By Sarah Mac Donald - 22 February, 2017

Cardinal Desmond Connell (1926–2017). Pic courtesy: John McElroy.

The Primate of All Ireland led tributes to the former Archbishop of Dublin, Dr Desmond Connell, who died early on Tuesday morning after a short illness.

In his statement, Archbishop Eamon Martin acknowledged that the Cardinal’s tenure had “coincided with one of the most challenging periods in the recent history of the Church in Ireland”.

He also highlighted how the Cardinal had, in relation to the failures on his part in addressing the issue of child sexual abuse, asked for forgiveness from those who had been “so shamefully harmed” and expressed “without reservation my bitter regret”.

The Archbishop of Armagh, who didn’t know Cardinal Connell personally, paid tribute to the Cardinal’s contribution to the Irish Catholic Bishops’ Conference between 1988 and 2004 in his role as vice-president.

He was also a member of the Commission for Doctrine, and of the Theology Commission; chair of the Commission for Universities; a member of the Commission on Ecumenism; a member of the Committee for European Affairs; and a member of the Inter-Church Committee.

President Michael D Higgins, the Taoiseach Enda Kenny and the Fianna Fáil leader Micheál Martin also conveyed their condolences.

Aged 90 when he passed away, he had served as Archbishop of Dublin from 1988 to 2004. Pope St John Paul II made him a cardinal in 2001.

Ahead of his retirement in 2004, he asked in the Pro-Cathedral in Dublin for forgiveness from all those he had offended.

At a press conference in Maynooth in April 2002, Cardinal Connell said the paedophilia scandal was “the issue that has devastated my period of office”. He went on to describe paedophiles as “devious” and willing to “lie through their teeth”.

Speaking to journalists at Archbishop’s House on Tuesday, Archbishop Diarmuid Martin described Cardinal Connell as “a man who struggled with himself, struggled with wanting to do the right thing – realised he had made mistakes and apologised for those mistakes and kept going”.

He said he had received messages from victims and survivors which had recognised his kindness and his struggle.

□ □ □ □ □

_REQUIRED ACTION A_
Answer these questions from the article on Cardinal Connell's death:
(i) During which years did he serve as Archbishop of Dublin?
(ii) Who made him a cardinal, and in what year?
(iii) Where did he hold his April 2002 press conference?
_REQUIRED ACTION B_
Reproduce the part of the article on Cardinal Connell's death between "Aged 90 when" and "he had offended.", inclusive.
Use nothing but the article on Cardinal Connell's death as your source.

□ □ □ □ □

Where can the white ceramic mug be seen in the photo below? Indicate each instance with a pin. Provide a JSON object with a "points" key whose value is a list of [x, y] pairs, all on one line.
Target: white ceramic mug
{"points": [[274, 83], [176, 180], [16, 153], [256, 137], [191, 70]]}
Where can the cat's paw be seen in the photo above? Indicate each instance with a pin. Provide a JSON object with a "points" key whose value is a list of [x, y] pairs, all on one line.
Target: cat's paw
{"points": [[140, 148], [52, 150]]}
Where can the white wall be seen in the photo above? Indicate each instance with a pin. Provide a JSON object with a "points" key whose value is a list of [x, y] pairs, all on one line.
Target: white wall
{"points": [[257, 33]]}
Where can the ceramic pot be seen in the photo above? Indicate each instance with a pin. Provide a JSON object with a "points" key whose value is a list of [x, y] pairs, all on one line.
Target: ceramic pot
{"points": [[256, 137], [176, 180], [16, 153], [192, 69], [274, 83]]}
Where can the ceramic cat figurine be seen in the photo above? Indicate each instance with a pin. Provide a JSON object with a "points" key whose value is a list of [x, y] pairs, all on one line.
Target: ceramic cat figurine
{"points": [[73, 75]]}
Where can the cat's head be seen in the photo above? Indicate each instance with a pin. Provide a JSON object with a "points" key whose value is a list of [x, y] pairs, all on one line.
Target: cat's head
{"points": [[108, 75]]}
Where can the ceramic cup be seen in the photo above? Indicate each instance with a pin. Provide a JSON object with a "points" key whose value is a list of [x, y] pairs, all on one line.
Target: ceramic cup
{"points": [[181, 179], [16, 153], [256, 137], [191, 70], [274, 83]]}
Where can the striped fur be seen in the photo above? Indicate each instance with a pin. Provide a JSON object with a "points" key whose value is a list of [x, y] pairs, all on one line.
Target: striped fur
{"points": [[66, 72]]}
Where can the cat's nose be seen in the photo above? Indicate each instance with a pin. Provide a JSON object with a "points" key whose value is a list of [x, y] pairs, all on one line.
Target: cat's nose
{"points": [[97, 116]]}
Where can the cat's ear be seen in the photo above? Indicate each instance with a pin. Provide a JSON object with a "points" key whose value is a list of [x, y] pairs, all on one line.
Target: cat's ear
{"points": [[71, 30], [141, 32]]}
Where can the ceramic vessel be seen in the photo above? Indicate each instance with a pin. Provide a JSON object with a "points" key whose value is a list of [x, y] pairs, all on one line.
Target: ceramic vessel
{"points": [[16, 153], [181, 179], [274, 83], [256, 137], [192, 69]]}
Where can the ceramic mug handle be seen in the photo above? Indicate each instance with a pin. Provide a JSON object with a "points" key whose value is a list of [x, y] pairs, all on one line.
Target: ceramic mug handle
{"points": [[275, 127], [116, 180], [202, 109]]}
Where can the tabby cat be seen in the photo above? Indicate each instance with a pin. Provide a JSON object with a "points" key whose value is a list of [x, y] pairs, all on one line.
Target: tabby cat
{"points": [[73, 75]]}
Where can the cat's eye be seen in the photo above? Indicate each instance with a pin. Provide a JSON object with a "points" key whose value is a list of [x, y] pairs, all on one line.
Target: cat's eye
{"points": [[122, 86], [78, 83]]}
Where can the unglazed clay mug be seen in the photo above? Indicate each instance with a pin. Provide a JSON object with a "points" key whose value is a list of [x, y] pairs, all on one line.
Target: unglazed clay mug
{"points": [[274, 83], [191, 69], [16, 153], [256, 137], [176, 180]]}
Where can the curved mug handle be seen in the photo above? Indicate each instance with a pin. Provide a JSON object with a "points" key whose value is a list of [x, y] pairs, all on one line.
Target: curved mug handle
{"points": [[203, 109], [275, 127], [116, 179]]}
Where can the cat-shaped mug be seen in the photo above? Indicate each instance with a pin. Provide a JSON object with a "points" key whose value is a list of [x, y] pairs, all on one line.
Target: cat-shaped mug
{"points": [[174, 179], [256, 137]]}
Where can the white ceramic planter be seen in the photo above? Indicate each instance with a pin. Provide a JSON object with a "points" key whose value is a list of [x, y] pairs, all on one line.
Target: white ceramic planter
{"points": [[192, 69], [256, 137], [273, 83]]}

□ □ □ □ □

_SOLUTION A_
(i) 1988 to 2004
(ii) Pope St John Paul II, in 2001
(iii) Maynooth

_SOLUTION B_
Aged 90 when he passed away, he had served as Archbishop of Dublin from 1988 to 2004. Pope St John Paul II made him a cardinal in 2001.

Ahead of his retirement in 2004, he asked in the Pro-Cathedral in Dublin for forgiveness from all those he had offended.